## [Directions for this task]
Pull out every line of the records that contains the string "bird", and copy each one in full. Matching is case-sensitive.

-- Start Exercise material --

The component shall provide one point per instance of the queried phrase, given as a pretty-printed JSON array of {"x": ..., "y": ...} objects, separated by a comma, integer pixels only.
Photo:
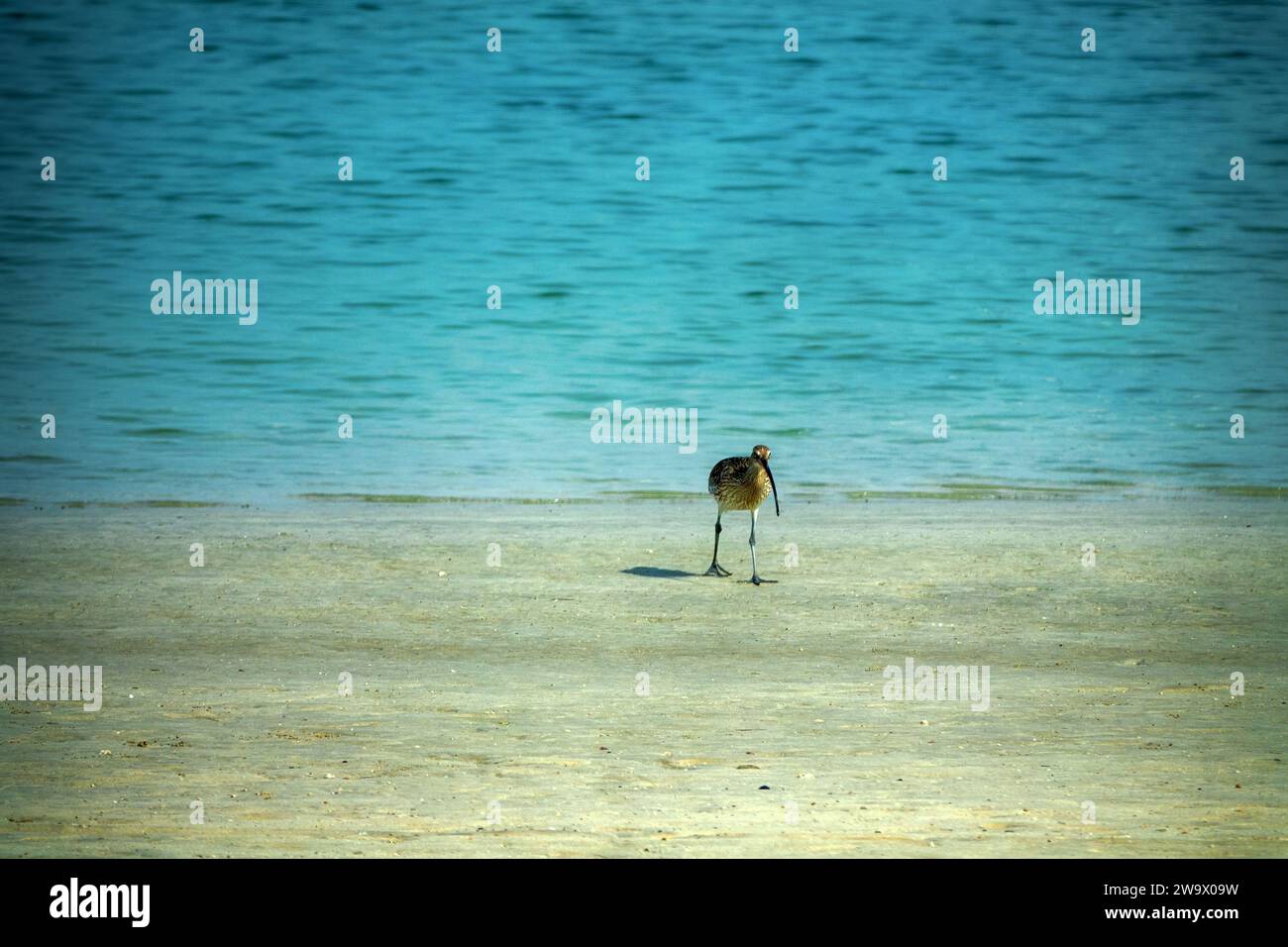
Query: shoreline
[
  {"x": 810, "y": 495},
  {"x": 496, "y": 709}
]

-- End Exercise material --
-- Start Exercise material --

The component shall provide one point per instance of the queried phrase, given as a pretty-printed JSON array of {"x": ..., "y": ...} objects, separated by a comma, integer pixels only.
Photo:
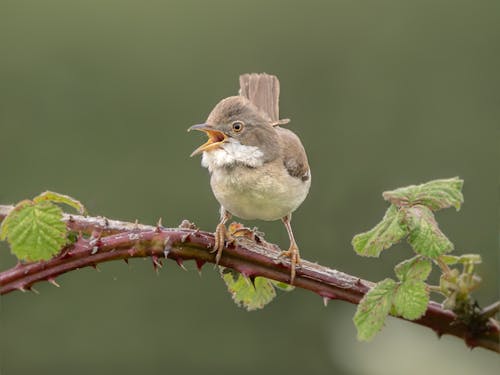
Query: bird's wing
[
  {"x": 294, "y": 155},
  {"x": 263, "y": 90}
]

-- End Exercise material --
-- Start Exercise material --

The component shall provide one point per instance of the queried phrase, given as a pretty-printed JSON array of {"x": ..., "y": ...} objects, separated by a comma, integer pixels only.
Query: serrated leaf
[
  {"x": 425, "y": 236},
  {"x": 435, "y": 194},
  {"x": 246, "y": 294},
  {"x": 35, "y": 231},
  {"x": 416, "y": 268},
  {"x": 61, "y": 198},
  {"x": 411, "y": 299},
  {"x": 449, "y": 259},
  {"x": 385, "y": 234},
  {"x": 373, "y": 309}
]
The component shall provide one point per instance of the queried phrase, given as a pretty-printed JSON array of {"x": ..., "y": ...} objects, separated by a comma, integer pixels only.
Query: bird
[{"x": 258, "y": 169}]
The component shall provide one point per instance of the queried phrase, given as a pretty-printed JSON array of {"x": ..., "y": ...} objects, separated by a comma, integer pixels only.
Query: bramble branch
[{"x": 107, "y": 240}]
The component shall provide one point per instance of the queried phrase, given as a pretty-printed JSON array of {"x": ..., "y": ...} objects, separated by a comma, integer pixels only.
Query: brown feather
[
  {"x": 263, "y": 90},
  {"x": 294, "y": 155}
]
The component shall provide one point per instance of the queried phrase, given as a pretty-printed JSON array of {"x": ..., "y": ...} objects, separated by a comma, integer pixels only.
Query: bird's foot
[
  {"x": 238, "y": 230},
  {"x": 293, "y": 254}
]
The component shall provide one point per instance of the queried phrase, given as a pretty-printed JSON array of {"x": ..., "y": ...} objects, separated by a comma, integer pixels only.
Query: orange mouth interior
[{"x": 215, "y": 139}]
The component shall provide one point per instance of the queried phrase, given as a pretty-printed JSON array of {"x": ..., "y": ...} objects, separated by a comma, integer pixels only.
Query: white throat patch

-- End Exercise material --

## [Complete response]
Query: bird's wing
Query: bird
Query: bird's foot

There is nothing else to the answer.